# Instructions for the task
Print the lines below, from the first one through the line containing "M 238 135 L", with both ends included. Omit the pictures.

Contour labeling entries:
- - -

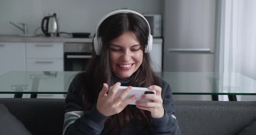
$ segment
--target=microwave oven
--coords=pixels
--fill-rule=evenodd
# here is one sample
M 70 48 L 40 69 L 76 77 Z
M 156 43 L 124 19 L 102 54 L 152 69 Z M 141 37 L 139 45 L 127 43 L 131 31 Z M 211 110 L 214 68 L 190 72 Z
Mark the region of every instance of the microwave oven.
M 143 14 L 150 26 L 151 34 L 153 37 L 162 36 L 162 16 L 159 14 Z

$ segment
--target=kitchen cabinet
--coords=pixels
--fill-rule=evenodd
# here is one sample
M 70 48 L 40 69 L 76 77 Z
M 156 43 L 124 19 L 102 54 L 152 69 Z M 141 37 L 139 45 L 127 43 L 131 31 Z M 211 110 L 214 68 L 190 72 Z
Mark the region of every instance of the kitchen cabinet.
M 24 42 L 0 42 L 0 75 L 10 71 L 25 71 Z
M 25 71 L 25 43 L 0 42 L 0 76 L 11 71 Z M 9 83 L 16 84 L 11 81 Z M 14 95 L 0 94 L 0 98 L 13 97 Z
M 27 42 L 26 45 L 27 71 L 63 71 L 62 43 Z
M 157 72 L 162 71 L 162 42 L 161 39 L 154 39 L 152 51 L 150 53 L 152 61 L 151 66 L 153 71 Z

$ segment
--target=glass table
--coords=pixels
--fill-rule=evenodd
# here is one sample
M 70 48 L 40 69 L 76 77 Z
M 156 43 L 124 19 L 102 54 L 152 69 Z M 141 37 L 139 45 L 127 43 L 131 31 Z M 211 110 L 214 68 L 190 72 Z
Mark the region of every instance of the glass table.
M 76 71 L 12 71 L 0 76 L 0 94 L 66 94 Z M 161 72 L 157 74 L 168 82 L 173 94 L 227 95 L 236 101 L 236 95 L 256 95 L 256 80 L 239 73 Z

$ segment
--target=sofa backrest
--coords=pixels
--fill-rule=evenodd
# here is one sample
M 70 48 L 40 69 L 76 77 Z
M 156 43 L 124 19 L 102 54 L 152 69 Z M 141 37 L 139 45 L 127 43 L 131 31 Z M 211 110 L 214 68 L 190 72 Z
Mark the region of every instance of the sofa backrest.
M 236 135 L 256 120 L 256 101 L 177 101 L 182 135 Z M 62 135 L 64 99 L 0 98 L 34 135 Z
M 238 135 L 256 120 L 256 101 L 177 101 L 182 135 Z

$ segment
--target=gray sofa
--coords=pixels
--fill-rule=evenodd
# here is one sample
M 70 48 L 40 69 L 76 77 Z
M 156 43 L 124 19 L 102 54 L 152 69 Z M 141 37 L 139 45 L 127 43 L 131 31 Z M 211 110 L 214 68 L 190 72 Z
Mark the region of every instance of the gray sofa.
M 33 135 L 62 135 L 64 99 L 0 98 L 1 103 Z M 256 119 L 256 101 L 177 101 L 176 105 L 182 135 L 237 135 Z

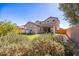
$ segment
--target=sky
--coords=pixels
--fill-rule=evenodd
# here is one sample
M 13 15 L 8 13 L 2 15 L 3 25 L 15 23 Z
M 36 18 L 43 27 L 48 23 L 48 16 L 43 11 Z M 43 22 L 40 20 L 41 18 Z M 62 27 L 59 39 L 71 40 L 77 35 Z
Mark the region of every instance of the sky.
M 64 20 L 63 15 L 56 3 L 0 3 L 0 21 L 12 21 L 18 26 L 52 16 L 58 17 L 61 28 L 68 28 L 69 22 Z

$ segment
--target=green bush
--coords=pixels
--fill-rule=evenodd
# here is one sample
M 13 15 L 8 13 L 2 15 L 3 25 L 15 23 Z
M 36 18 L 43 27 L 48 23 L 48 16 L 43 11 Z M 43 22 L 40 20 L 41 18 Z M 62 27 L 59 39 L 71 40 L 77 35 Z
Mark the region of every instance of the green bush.
M 0 22 L 0 36 L 5 36 L 10 32 L 19 33 L 20 30 L 15 23 L 9 21 Z
M 0 55 L 25 55 L 29 40 L 21 35 L 10 33 L 0 37 Z

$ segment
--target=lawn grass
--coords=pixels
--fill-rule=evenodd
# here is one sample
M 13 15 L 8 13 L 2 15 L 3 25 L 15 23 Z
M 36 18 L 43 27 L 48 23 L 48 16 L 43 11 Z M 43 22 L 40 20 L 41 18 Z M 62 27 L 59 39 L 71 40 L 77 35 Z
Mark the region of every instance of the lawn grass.
M 36 37 L 38 37 L 38 36 L 40 36 L 40 34 L 29 34 L 29 35 L 23 35 L 24 37 L 26 37 L 26 38 L 29 38 L 29 39 L 34 39 L 34 38 L 36 38 Z

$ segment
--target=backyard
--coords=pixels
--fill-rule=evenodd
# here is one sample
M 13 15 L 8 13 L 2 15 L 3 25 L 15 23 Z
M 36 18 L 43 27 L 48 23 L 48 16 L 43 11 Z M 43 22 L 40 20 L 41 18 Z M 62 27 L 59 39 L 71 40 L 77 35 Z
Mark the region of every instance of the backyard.
M 28 39 L 35 39 L 37 37 L 40 36 L 40 34 L 26 34 L 26 35 L 23 35 L 24 37 L 28 38 Z

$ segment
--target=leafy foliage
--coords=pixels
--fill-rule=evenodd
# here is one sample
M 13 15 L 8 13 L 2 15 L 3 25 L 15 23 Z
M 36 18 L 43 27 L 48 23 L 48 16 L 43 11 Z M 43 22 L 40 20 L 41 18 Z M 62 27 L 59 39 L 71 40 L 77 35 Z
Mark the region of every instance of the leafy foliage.
M 55 41 L 51 34 L 44 34 L 32 41 L 30 54 L 37 56 L 63 56 L 65 51 L 64 46 Z
M 41 34 L 34 40 L 15 33 L 0 37 L 0 55 L 69 56 L 72 52 L 71 45 L 52 34 Z
M 0 36 L 7 35 L 10 32 L 19 33 L 16 24 L 9 21 L 0 22 Z
M 65 19 L 72 25 L 79 23 L 79 4 L 78 3 L 62 3 L 59 4 L 59 9 L 64 12 Z

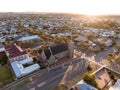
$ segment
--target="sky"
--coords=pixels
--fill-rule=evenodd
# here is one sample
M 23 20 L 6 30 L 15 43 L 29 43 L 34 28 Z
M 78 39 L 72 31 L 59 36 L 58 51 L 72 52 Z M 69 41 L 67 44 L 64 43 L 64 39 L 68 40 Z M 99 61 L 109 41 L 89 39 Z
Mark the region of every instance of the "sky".
M 120 0 L 0 0 L 0 12 L 120 14 Z

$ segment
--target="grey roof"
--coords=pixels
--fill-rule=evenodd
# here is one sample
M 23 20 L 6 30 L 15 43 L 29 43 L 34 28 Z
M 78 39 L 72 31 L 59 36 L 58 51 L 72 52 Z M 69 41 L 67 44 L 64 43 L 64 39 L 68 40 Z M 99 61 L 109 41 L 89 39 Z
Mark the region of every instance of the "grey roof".
M 53 55 L 64 52 L 68 50 L 68 44 L 57 44 L 50 47 Z
M 44 53 L 45 53 L 46 59 L 48 60 L 50 58 L 50 56 L 51 56 L 50 50 L 49 49 L 45 49 Z

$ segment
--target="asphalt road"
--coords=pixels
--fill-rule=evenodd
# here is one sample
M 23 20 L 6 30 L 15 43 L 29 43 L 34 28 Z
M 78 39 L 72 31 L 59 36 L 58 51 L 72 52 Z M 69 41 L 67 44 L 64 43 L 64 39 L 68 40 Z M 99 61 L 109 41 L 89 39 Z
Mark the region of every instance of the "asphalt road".
M 85 72 L 86 60 L 75 60 L 71 62 L 73 65 L 73 69 L 71 74 L 68 76 L 67 80 L 70 80 L 72 77 L 82 74 Z M 53 70 L 50 70 L 46 74 L 37 77 L 37 81 L 33 84 L 23 85 L 16 90 L 53 90 L 61 79 L 63 78 L 64 73 L 67 70 L 68 65 L 71 63 L 67 63 L 64 66 L 57 67 Z

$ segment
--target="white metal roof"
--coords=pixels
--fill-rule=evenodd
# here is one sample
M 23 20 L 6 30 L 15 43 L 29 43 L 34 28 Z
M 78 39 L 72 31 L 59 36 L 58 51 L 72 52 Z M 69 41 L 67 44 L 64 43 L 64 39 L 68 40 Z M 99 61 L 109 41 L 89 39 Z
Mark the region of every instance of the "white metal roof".
M 109 90 L 120 90 L 120 79 L 118 79 L 114 86 L 110 87 Z
M 19 39 L 19 41 L 27 41 L 27 40 L 34 40 L 34 39 L 38 39 L 39 36 L 38 35 L 33 35 L 33 36 L 25 36 Z
M 39 64 L 33 64 L 33 65 L 30 65 L 24 68 L 23 64 L 31 62 L 33 59 L 30 58 L 30 59 L 25 59 L 25 60 L 20 61 L 20 62 L 19 61 L 11 62 L 12 69 L 17 78 L 21 77 L 22 75 L 29 74 L 40 68 Z
M 32 61 L 33 61 L 32 58 L 27 58 L 27 59 L 24 59 L 24 60 L 22 60 L 22 61 L 19 61 L 19 63 L 20 63 L 20 64 L 26 64 L 26 63 L 30 63 L 30 62 L 32 62 Z
M 78 82 L 76 86 L 80 90 L 97 90 L 95 87 L 87 84 L 84 80 L 81 80 L 80 82 Z

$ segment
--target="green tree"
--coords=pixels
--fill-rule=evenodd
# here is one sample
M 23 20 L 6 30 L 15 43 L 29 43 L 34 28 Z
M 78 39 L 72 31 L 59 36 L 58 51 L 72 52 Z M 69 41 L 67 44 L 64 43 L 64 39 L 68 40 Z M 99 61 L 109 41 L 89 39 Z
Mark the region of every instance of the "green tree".
M 8 60 L 7 56 L 0 56 L 0 64 L 1 65 L 7 64 L 7 60 Z
M 88 73 L 85 73 L 83 76 L 83 80 L 87 83 L 90 84 L 96 88 L 98 88 L 98 84 L 95 81 L 95 76 L 94 75 L 89 75 Z
M 92 70 L 92 67 L 91 67 L 91 65 L 89 64 L 88 66 L 87 66 L 87 71 L 89 72 L 89 71 L 91 71 Z

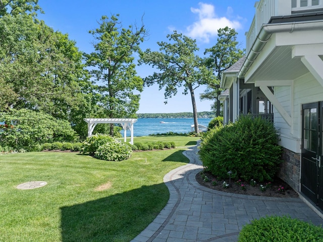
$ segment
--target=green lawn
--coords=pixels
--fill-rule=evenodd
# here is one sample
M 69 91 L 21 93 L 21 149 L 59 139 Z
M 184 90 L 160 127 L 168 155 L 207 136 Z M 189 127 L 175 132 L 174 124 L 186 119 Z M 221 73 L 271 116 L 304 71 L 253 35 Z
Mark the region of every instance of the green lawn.
M 197 137 L 187 137 L 184 136 L 143 136 L 134 137 L 133 141 L 135 142 L 157 142 L 163 141 L 165 142 L 173 141 L 175 142 L 177 147 L 183 147 L 187 146 L 195 145 L 196 141 L 200 138 Z M 123 141 L 124 138 L 120 138 L 119 139 Z M 127 141 L 130 142 L 130 138 L 127 138 Z
M 178 148 L 120 162 L 67 153 L 0 156 L 0 241 L 130 240 L 166 205 L 163 178 L 188 162 L 182 152 L 198 139 L 173 138 Z M 47 184 L 16 188 L 30 181 Z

- - -

# Finished answer
$ segment
--target=microwave oven
--coords=pixels
--fill-rule=evenodd
# here is one sample
M 70 48 L 40 69 L 76 77 Z
M 156 43 L 124 19 L 102 54 L 152 69 Z M 141 37 L 139 45 L 127 43 L 131 31 Z M 211 110 L 214 68 L 190 72 Z
Mark the region of every instance of the microwave oven.
M 143 14 L 150 26 L 151 34 L 153 37 L 162 36 L 162 16 L 159 14 Z

$ segment
--target=kitchen cabinet
--coords=pixels
--fill-rule=evenodd
# here is one sample
M 70 48 L 40 69 L 76 77 Z
M 156 43 L 124 19 L 102 54 L 152 69 Z M 141 37 L 139 45 L 127 43 L 131 31 Z M 211 110 L 214 68 L 190 72 Z
Mark the region of every instance of the kitchen cabinet.
M 24 42 L 0 42 L 0 75 L 10 71 L 25 71 Z
M 25 71 L 25 43 L 0 42 L 0 76 L 11 71 Z M 9 83 L 16 84 L 11 81 Z M 14 95 L 0 94 L 0 98 L 13 97 Z
M 27 42 L 26 45 L 27 71 L 63 71 L 62 43 Z
M 157 72 L 162 71 L 162 42 L 161 39 L 154 39 L 152 51 L 150 53 L 152 61 L 151 66 L 153 71 Z

$ segment
--target=glass table
--coords=pixels
--fill-rule=evenodd
# here is one sample
M 70 48 L 40 69 L 76 77 Z
M 156 43 L 124 19 L 102 54 L 152 69 Z M 141 37 L 139 45 L 127 43 L 131 31 Z M 211 110 L 214 68 L 190 72 Z
Mark the region of every instance of the glass table.
M 76 71 L 12 71 L 0 76 L 0 94 L 66 94 Z M 161 72 L 157 74 L 168 82 L 173 94 L 227 95 L 236 101 L 236 95 L 256 95 L 256 80 L 239 73 Z

$ segment
--target=sofa backrest
--coords=pixels
--fill-rule=evenodd
# here is one sample
M 70 48 L 40 69 L 76 77 Z
M 156 43 L 124 19 L 102 54 L 152 69 Z M 141 37 L 139 45 L 127 43 L 131 31 Z M 211 110 L 214 68 L 190 72 Z
Mark the region of every instance of the sofa backrest.
M 236 135 L 256 120 L 256 101 L 177 101 L 182 135 Z M 62 135 L 64 99 L 0 98 L 34 135 Z
M 238 135 L 256 120 L 256 101 L 177 101 L 182 135 Z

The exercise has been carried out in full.